**Problem:** The entries that follow include a run beginning at the line with "Target: woman's left hand" and ending at the line with "Target: flat-roofed building"; restate that run word for word and leave the rest out.

**Task inputs:**
■ ■ ■ ■ ■

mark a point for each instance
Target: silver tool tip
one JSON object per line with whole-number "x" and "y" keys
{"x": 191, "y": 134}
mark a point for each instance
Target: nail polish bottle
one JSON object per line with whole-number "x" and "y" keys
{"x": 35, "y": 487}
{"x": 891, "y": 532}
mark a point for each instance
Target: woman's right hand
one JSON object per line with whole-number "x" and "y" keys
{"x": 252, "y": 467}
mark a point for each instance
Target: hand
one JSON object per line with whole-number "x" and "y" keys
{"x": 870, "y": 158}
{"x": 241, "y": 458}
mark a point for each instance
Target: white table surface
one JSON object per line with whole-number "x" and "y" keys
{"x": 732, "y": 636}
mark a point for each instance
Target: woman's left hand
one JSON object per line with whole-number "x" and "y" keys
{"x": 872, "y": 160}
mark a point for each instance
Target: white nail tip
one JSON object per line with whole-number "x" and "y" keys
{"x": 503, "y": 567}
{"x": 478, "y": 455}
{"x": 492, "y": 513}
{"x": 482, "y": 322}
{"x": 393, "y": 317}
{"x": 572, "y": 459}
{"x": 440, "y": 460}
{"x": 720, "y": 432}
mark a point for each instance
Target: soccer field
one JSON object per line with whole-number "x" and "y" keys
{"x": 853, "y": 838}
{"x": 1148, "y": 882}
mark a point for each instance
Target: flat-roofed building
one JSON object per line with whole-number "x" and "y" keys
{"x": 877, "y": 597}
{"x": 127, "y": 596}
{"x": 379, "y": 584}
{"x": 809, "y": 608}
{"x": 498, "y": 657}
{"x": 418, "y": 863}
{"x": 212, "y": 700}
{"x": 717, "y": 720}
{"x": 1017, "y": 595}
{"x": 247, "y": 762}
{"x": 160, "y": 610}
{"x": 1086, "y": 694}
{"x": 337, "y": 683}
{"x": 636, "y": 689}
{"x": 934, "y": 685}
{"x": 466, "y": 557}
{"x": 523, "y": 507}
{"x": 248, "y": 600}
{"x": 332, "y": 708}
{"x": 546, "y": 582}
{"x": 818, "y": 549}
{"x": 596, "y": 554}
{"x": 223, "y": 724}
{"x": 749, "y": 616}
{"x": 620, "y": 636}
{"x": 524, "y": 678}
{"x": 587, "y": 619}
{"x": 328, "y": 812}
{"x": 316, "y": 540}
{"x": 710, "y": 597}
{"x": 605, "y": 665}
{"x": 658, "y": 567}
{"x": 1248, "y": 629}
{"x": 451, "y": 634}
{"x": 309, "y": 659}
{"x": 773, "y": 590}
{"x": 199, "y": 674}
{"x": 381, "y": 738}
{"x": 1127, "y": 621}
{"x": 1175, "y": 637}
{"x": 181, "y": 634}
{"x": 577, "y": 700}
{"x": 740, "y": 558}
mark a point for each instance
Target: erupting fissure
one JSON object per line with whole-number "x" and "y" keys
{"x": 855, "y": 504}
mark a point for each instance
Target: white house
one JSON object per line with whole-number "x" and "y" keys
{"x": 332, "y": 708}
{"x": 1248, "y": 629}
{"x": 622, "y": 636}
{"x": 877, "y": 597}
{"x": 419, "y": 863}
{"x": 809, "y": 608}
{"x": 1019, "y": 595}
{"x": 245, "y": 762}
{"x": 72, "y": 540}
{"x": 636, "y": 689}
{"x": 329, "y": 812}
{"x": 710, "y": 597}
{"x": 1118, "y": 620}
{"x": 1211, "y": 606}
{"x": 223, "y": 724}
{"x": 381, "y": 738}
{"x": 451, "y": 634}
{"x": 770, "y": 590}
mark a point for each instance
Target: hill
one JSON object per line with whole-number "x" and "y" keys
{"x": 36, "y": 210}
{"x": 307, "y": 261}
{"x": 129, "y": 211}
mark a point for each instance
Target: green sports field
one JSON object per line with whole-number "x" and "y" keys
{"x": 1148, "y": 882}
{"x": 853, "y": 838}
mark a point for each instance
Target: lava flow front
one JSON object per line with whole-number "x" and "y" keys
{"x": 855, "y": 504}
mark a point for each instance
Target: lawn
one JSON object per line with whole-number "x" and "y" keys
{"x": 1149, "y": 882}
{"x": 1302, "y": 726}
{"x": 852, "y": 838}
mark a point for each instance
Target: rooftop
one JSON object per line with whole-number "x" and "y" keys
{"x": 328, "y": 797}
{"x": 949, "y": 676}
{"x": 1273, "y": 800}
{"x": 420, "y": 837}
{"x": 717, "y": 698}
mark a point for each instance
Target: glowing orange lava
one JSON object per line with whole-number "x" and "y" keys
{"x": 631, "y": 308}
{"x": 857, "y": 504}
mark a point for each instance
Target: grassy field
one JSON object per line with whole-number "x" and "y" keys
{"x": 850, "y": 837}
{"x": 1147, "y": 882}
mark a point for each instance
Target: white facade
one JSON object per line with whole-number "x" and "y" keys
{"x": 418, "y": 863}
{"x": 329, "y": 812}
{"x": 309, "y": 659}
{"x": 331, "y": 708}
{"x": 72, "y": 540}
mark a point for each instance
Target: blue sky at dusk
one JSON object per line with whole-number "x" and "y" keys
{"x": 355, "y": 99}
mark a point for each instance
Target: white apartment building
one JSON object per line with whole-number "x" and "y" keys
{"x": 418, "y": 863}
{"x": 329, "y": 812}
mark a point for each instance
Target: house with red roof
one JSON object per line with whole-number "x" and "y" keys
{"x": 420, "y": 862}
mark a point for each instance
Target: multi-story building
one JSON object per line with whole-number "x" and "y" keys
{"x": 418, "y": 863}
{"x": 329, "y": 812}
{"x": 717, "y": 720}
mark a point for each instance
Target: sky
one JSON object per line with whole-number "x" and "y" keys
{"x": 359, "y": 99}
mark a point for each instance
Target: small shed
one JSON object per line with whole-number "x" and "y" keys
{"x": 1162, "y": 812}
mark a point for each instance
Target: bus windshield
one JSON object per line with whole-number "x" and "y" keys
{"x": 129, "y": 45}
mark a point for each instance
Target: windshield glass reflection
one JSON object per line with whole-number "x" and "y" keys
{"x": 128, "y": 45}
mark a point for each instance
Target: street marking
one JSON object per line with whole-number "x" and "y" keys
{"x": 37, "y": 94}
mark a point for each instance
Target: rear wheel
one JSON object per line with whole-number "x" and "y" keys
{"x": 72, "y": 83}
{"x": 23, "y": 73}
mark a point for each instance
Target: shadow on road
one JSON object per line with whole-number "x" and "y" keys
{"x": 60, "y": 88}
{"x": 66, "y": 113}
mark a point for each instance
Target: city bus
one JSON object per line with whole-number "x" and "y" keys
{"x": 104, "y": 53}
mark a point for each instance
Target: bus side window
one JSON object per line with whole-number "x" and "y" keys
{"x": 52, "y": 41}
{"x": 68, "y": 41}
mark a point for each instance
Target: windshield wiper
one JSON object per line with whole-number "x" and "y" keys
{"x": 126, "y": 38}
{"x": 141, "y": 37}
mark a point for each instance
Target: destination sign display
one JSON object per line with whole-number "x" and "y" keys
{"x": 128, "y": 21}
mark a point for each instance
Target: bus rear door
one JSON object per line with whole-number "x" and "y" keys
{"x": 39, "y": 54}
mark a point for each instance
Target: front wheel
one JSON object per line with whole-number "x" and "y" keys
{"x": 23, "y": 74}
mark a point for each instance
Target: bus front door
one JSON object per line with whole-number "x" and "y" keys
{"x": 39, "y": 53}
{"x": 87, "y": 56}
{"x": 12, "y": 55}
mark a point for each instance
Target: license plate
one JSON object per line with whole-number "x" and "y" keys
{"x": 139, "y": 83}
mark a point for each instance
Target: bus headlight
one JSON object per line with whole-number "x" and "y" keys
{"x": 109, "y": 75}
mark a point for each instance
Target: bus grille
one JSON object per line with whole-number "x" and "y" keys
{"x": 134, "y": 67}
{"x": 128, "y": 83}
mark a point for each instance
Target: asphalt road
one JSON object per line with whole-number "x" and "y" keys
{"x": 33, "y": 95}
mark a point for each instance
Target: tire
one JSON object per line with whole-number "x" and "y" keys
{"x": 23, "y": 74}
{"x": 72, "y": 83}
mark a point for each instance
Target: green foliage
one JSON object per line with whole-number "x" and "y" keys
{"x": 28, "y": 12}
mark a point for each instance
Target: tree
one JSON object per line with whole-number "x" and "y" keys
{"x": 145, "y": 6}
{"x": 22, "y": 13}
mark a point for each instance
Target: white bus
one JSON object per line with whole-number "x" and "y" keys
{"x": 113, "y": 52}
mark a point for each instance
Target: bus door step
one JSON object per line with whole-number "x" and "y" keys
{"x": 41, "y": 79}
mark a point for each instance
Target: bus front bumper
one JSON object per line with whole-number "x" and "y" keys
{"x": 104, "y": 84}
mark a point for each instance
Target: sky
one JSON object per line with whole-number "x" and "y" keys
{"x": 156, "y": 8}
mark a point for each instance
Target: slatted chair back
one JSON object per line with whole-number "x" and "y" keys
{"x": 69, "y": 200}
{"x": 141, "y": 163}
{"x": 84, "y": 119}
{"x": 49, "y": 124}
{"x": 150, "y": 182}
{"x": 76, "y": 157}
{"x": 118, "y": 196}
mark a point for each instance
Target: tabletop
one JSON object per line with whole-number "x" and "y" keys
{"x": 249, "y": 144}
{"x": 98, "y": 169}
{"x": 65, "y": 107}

■ ■ ■ ■ ■

**Completed exercise:**
Target: woman's left hand
one JSON object per line with whole-number "x" and "y" keys
{"x": 872, "y": 160}
mark a point for each instance
Target: white nail tip
one JSON object per line with whole-number "x" and "y" keys
{"x": 503, "y": 567}
{"x": 478, "y": 455}
{"x": 492, "y": 513}
{"x": 482, "y": 322}
{"x": 393, "y": 317}
{"x": 572, "y": 459}
{"x": 440, "y": 460}
{"x": 720, "y": 432}
mark a point for each instance
Target: soccer field
one JSON object per line with whole-number "x" and "y" keys
{"x": 853, "y": 838}
{"x": 1148, "y": 882}
mark a point for each instance
Target: flat-roofed building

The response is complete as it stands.